TO BE DONE: Can you quote the lines below exactly, starting at the line with "Where can the bicycle wheel" and going through the last one?

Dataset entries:
[Begin]
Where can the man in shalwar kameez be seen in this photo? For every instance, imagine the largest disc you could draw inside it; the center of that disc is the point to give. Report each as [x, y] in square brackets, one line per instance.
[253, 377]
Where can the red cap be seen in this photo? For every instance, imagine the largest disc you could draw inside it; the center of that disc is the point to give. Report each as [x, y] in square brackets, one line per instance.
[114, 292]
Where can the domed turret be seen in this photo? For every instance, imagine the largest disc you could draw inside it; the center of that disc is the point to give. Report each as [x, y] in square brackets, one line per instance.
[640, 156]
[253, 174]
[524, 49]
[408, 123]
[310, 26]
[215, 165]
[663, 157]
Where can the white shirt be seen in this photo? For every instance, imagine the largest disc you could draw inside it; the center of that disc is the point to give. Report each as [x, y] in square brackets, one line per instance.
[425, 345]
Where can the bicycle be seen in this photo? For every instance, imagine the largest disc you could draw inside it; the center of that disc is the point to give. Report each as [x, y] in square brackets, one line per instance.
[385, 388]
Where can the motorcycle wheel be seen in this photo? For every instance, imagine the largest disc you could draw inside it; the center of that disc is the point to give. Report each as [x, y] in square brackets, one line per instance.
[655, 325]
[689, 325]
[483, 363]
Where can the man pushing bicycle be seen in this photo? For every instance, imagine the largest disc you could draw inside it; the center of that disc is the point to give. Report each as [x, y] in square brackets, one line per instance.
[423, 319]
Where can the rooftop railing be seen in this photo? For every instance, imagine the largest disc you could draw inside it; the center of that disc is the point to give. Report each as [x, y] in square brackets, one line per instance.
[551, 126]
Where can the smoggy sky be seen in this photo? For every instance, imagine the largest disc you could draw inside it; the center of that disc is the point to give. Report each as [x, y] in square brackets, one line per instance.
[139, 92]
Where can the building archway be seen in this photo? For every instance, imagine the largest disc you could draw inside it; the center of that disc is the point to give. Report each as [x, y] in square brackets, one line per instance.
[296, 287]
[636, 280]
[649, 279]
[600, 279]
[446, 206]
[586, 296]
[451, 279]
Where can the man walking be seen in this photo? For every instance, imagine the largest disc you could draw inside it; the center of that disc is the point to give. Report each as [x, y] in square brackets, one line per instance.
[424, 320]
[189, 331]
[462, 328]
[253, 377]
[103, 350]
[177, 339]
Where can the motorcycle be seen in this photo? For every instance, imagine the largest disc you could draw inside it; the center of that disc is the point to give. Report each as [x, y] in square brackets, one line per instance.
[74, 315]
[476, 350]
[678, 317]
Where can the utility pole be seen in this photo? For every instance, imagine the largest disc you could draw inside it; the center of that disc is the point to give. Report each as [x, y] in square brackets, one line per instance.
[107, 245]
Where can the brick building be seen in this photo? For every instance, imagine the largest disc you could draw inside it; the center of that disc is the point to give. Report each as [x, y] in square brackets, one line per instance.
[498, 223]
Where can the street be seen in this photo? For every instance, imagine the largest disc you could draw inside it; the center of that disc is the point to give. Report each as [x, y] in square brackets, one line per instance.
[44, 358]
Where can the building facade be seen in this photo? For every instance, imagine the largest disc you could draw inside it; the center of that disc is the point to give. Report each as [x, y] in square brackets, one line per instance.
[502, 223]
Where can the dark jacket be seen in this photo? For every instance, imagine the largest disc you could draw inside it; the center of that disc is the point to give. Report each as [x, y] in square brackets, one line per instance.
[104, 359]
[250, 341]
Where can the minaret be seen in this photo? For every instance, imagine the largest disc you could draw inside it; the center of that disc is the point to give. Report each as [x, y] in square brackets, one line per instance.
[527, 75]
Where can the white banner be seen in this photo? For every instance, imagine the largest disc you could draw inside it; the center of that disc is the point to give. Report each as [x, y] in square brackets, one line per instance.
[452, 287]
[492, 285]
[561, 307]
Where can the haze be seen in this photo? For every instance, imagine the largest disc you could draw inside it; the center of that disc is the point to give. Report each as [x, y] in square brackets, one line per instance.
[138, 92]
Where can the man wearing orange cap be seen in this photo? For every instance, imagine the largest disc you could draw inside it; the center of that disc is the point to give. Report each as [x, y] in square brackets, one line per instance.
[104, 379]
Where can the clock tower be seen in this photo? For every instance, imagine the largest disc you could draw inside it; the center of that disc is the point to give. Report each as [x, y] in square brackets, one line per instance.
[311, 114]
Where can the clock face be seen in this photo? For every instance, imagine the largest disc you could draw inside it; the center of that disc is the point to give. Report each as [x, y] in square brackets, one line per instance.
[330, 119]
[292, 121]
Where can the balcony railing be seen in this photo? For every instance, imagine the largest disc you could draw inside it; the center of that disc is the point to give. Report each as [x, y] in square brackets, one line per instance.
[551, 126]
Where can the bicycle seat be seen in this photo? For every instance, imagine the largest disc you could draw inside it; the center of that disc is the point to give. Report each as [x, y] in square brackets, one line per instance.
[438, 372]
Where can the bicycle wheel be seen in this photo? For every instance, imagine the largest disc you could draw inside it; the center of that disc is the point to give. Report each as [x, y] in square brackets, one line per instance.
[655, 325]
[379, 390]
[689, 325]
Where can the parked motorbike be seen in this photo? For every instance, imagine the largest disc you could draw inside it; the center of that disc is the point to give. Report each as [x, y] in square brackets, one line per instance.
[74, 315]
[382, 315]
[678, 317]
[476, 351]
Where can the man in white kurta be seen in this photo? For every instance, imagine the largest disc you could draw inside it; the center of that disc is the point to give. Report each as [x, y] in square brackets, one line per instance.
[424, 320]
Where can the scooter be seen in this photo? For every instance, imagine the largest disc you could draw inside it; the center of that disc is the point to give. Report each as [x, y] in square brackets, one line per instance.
[End]
EXPECTED OUTPUT:
Where can the bicycle wheel be seen in this photo? For every instance, imagine the largest disc you could draw inside it; the center of that disc is the point to give. Report each as [x, y] in square brackets, one line per instance.
[655, 325]
[379, 390]
[689, 325]
Where can the parked motorbike be seen in this photo? For every instance, imagine the largest disc you could draw inside it; the center of that disc is the point to give. Report each as [x, y] in square brackets, one line per instance.
[74, 315]
[382, 315]
[678, 317]
[476, 351]
Where can the man in white kurta be seen in this photo? For every instance, imagine the largest disc you could draw inside it; the center of that disc is the point to give. Report each as [x, y] in square brackets, one line per instance.
[424, 320]
Where can the scooter be seen in this photo? For every instance, imagine the largest disc you could draw inside it; the center of that disc is the point to give. Report each as [x, y] in square brackets, one line per instance.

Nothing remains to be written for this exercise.